[Pointing dataset records]
** Begin **
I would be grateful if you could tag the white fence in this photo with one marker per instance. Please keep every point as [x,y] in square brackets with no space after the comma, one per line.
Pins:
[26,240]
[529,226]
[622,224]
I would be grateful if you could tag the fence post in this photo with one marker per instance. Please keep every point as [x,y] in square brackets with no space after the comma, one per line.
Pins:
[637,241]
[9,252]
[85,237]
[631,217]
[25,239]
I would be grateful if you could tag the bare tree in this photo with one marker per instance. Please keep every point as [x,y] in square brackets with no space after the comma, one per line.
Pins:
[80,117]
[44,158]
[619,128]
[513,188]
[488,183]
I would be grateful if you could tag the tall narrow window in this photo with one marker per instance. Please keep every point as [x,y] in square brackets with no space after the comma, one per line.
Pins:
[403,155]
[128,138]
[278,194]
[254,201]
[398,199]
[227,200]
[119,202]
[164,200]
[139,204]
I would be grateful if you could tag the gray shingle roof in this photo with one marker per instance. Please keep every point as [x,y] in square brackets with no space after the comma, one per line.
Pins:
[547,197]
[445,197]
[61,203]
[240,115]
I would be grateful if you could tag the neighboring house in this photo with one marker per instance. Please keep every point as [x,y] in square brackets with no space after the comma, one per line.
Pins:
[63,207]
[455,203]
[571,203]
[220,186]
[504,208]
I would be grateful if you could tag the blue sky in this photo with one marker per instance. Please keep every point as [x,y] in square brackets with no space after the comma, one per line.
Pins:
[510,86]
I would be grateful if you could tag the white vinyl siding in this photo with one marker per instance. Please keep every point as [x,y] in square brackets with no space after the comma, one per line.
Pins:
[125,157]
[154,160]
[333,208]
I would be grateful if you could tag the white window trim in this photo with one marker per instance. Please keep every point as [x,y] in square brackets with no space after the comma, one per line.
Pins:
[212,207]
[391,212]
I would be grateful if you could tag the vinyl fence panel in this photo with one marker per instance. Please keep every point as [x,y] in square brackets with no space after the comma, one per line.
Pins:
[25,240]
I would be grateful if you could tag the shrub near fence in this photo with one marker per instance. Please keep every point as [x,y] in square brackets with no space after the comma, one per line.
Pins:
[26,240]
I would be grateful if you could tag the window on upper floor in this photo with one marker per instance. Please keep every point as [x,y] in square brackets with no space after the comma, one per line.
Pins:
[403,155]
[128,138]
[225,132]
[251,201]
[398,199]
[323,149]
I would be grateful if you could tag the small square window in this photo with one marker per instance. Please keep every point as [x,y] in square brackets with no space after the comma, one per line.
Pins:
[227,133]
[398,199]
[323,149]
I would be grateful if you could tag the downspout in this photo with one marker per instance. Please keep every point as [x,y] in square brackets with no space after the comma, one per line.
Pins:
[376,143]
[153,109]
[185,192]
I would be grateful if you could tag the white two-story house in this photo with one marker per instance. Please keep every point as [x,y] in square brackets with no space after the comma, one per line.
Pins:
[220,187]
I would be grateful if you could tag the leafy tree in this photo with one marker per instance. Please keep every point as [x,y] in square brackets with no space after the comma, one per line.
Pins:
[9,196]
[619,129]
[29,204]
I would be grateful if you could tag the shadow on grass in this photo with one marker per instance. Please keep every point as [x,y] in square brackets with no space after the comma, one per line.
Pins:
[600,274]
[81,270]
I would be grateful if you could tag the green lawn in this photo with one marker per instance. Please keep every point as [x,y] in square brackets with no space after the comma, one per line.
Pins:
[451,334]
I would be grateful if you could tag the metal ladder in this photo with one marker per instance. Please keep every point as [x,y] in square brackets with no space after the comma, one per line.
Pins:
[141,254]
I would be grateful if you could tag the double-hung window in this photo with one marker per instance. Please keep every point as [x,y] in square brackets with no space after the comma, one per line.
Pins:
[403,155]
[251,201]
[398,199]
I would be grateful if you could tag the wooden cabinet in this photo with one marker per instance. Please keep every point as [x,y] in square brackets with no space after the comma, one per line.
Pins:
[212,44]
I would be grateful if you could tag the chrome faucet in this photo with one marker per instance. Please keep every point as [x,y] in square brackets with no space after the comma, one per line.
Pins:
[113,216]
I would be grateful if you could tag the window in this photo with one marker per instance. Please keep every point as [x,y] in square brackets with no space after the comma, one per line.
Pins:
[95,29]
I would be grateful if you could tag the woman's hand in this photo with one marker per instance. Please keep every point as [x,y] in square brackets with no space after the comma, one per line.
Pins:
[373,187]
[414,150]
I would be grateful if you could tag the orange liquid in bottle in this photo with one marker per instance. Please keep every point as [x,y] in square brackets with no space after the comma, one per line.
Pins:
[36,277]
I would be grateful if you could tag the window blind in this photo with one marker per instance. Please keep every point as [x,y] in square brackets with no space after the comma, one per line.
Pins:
** End **
(TASK INSTRUCTIONS):
Retype every record above exactly as written.

(RIGHT ANSWER):
I would be grateful if you could tag the white fence in this photo with one marker per instance. Please keep every point as [x,y] in square brackets with no space after the comma, one per line.
Pins:
[26,240]
[529,226]
[622,224]
I would be grateful if you could tag the fence post in this photo with one marker per instance. Please keep every point as [x,y] in square brackets with no space after the comma, one per line.
Pins:
[637,241]
[9,252]
[85,237]
[631,217]
[25,239]
I would be grateful if you could tag the bare tree in this photo with one marker per instance. Please keep every point as [x,y] in square brackets with no space after the comma, one per line.
Pins:
[80,117]
[44,158]
[619,128]
[513,188]
[488,183]
I would be grateful if you could tag the tall narrow window in this photo with one marker per instance. Please keep every point as [x,y] in square brackets with no space after the comma, one per line.
Pins:
[403,155]
[128,138]
[278,194]
[254,201]
[398,199]
[227,200]
[119,202]
[164,200]
[139,204]
I would be grateful if you could tag the gray shingle roof in this photo with one marker per instance. Please keep every point as [x,y] in square brackets with no space after the comma, one per line.
Pins:
[547,197]
[445,197]
[61,203]
[240,115]
I would be grateful if you could tag the neighboring house in this photo with one marker per instance. Please keep every point as [x,y] in square brackets with no space after the comma, one per line.
Pins:
[63,207]
[455,203]
[571,203]
[220,186]
[504,208]
I would be grateful if you could tag the blue sky in this photo with one marker per instance. Please keep every point as [x,y] in square brackets with no space after the comma, one per line.
Pins:
[510,86]
I would be grateful if you could tag the white vinyl siding in this photo with one marker per instance. Please keep every point as [x,y] in square brackets with no space after the comma, one per line.
Pins:
[125,157]
[154,160]
[333,208]
I would be grateful if you could tag the white window trim in this photo with one marker per instance. Please keep every point as [x,y] in square brackets with no space after the comma, one per line.
Pins:
[212,207]
[391,212]
I would be grateful if you could tag the vinyl fence panel in this photo with one marker per instance. Please keep every point as [x,y] in square brackets with no space after the comma, one per line.
Pins:
[25,240]
I would be grateful if you could tag the shrub near fence in this photo with one marker per instance. Please keep every point as [x,y] in square brackets with no space after the comma, one per line.
Pins:
[26,240]
I would be grateful if you could tag the window on upper floor in this photo with one marker per instance. Please keep every point as [x,y] in square brackets with no space after the comma, one per line.
Pins:
[403,155]
[128,138]
[225,132]
[251,201]
[398,199]
[323,149]
I would be grateful if you could tag the small square window in this photo with one marker per instance. Please keep every point as [x,y] in square brackets with no space after the comma, one per line.
Pins:
[227,133]
[398,199]
[323,149]
I would be grateful if you could tag the downspout in this photo with one marker per instance. Please keep every point as [x,y] in square brackets with no space after the comma, one per line.
Pins:
[376,143]
[153,109]
[185,192]
I would be grateful if you could tag the white two-story house in this photo with one marker per instance. Please keep every point as [x,y] in square brackets with no space after the comma, one per line.
Pins:
[220,187]
I would be grateful if you could tag the leafy tree in this photo with one marker per instance. Please keep every point as [x,y] in square brackets with no space after the comma, one per line.
Pins:
[9,196]
[619,129]
[29,204]
I would be grateful if you could tag the shadow on grass in this photo with one marker per instance. Please keep every point as [x,y] in square brackets with no space after the comma, one per line.
Pins:
[600,274]
[81,270]
I would be grateful if you could tag the green lawn in this photo with one marker per instance. Please keep every point as [x,y] in square brackets with no space after the comma, one per line.
Pins:
[451,334]
I would be grateful if you could tag the metal ladder in this photo with one marker per instance. Please keep every point as [x,y] in square brackets with no space after the comma, one per line.
Pins:
[141,254]
I would be grateful if you could tag the double-hung window in this photo with one marker per instance. Please keep every point as [x,y] in square brackets with no space after the comma, one per line.
Pins:
[403,155]
[251,201]
[398,199]
I would be grateful if you could tag the wooden cabinet in this photo with one marker per instance. Please keep every point as [x,y] in square brackets with no space after the comma, one per line.
Pins:
[212,44]
I would be grateful if you could tag the chrome faucet in this photo with one marker per instance. Please keep every point as [x,y] in square brackets with no space after the comma, one per line.
Pins:
[113,216]
I would be grateful if you could tag the window in this photo with one marker per instance. Please keep every point as [x,y] in square brackets with no space after the comma, one per line.
Pins:
[95,29]
I would be grateful if you could tag the woman's hand in this photo with one marker per instance. Please keep every point as [x,y] in square brackets with no space after the comma, one per line.
Pins:
[373,187]
[414,150]
I would be grateful if you could tag the orange liquid in bottle in this photo with one marker per instance. Please keep every point as [x,y] in square brackets with no space after the comma, one per line.
Pins:
[36,277]
I would be grateful if you could tag the window blind in this photo with one marker per instance. Please keep every point as [x,y] in square brackets with no space after the comma, one per line.
Pins:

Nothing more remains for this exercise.